** SOURCE INFORMATION follows **
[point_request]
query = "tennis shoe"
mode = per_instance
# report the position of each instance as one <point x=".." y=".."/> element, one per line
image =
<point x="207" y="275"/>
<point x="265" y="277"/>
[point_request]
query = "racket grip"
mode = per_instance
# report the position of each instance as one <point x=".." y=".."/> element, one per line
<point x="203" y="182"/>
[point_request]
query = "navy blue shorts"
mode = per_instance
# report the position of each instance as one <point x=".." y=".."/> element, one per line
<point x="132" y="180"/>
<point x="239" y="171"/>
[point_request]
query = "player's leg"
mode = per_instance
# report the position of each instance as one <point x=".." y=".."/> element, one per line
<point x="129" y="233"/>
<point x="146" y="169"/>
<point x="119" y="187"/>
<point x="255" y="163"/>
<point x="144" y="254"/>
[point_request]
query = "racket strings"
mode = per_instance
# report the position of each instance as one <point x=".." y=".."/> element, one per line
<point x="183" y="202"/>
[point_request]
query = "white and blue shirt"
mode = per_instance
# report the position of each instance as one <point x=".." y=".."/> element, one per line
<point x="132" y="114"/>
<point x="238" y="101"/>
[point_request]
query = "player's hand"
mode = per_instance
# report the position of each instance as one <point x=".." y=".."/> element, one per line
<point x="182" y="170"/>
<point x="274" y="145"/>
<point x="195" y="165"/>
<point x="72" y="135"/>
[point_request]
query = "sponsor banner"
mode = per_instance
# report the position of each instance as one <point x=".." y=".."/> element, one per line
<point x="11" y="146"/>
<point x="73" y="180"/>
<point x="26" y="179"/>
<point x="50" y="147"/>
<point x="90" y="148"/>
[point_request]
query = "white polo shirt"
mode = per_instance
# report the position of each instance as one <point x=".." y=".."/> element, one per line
** End of SOURCE INFORMATION **
WHAT IS REQUIRED:
The expected response is every record, reproduced word for word.

YOUR RESPONSE:
[point_request]
query = "tennis shoe"
mode = per_instance
# report the position of each instance as one <point x=".." y=".."/> element, one per line
image =
<point x="207" y="275"/>
<point x="265" y="277"/>
[point_request]
query = "racket grip"
mode = per_instance
# report the position of each instance as one <point x=".." y=".."/> element, one per line
<point x="203" y="182"/>
[point_request]
query = "navy blue shorts"
mode = per_instance
# report the position of each instance as one <point x=".." y=".."/> element, one per line
<point x="132" y="180"/>
<point x="239" y="171"/>
[point_request]
query = "player's leg"
mode = per_instance
# report the position of each instance as one <point x=".." y=".."/> element, one per line
<point x="129" y="233"/>
<point x="146" y="169"/>
<point x="119" y="187"/>
<point x="255" y="163"/>
<point x="144" y="254"/>
[point_request]
query = "racket strings"
mode = per_instance
# report the position of each instance as one <point x=".." y=".."/> element, one per line
<point x="183" y="202"/>
[point_request]
query = "white and blue shirt"
mode = per_instance
# report the position of each instance as one <point x=".." y=".."/> element, one per line
<point x="132" y="114"/>
<point x="238" y="101"/>
[point_request]
query = "player's hand"
mode = per_instance
# report the position of each instance as one <point x=".." y=".."/> element, one per line
<point x="182" y="170"/>
<point x="274" y="145"/>
<point x="195" y="165"/>
<point x="72" y="135"/>
[point_request]
query = "sponsor banner"
mode = per_instance
# report the position of each instance as one <point x=".." y=".."/> element, one per line
<point x="11" y="146"/>
<point x="73" y="180"/>
<point x="26" y="179"/>
<point x="50" y="147"/>
<point x="90" y="148"/>
[point_request]
query = "white polo shirt"
mode = per_instance
# report the position of each instance as one <point x=".." y=".."/> element, one per line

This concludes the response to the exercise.